WEDNESDAY, Aug. 31 (HealthDay News) — Some breast cancer patients over the age of 60 who have small, early-stage tumors can skip hormone therapy without increasing their risk of death, a new study says.
The women in the study had tumors that were hormone-receptor positive, which means they require estrogen to grow. Among other things, hormone therapy for these tumors is designed to starve the breast cancer cells by lowering the amount of estrogen in the body.
But this therapy also has side effects that can be debilitating and occasionally even life-threatening, so the researchers wanted to determine its benefit for women with a low risk of cancer spread.
To do so, researchers from Denmark followed 3,197 women with breast cancer, ages 35 to 74, who had no lymph node involvement. They were not given the hormone therapy that is typically given to women who have hormone receptor-positive tumors.
The researchers followed the women for a median of nearly 15 years. They found that those aged 60 and older with smaller tumors did not have any greater risk of death than the general population in the same age range. (Tumors of 10 millimeters or less were considered “smaller.”)
In recent years, the trend has been to give all women with hormone-receptor positive breast cancer hormone treatment after surgical treatment, said study author Dr. Peer Christiansen, professor at the Aarhus University Hospital in Denmark. “But based on this study, benefit is not expected in the low-risk group in question.”
The research is published in the Aug. 31 issue of the Journal of the National Cancer Institute.
During the follow-up period, 970 women died. The risk of dying was higher than that of the general population in those with larger tumors, 11 millimeters to 20 millimeters in size. There was also an excess risk of dying in younger women, aged 35 to 59, compared to the general population. However, women 60 and older did not have a higher-than-normal risk.

| ASSIGNMENT |
Condense the paragraph of the hormone therapy article that begins "During the follow-up period" into a short bulleted list that keeps its main facts. Rely only on the hormone therapy article above.

| STUDY MATERIAL |
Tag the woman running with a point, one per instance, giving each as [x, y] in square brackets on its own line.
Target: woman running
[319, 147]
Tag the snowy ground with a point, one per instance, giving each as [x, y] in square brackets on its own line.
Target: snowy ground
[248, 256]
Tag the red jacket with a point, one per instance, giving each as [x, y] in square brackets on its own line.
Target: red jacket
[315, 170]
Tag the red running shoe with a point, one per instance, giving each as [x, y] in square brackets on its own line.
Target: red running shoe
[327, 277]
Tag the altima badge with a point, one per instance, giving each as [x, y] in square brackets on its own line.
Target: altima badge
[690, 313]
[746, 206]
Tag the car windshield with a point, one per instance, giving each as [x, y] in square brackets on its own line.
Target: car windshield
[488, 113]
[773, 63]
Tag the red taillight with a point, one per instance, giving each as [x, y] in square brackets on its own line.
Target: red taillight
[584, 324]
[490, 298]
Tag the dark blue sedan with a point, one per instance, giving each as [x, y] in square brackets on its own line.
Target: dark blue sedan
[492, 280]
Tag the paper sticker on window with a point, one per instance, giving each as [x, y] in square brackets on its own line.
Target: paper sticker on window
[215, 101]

| YOUR RESPONSE |
- 970 women died during follow-up.
- Women with larger tumors (11–20 mm) had a higher risk of death than the general population.
- Women aged 35 to 59 also had an excess risk of death compared with the general population.
- Women 60 and older did not have a higher-than-normal risk.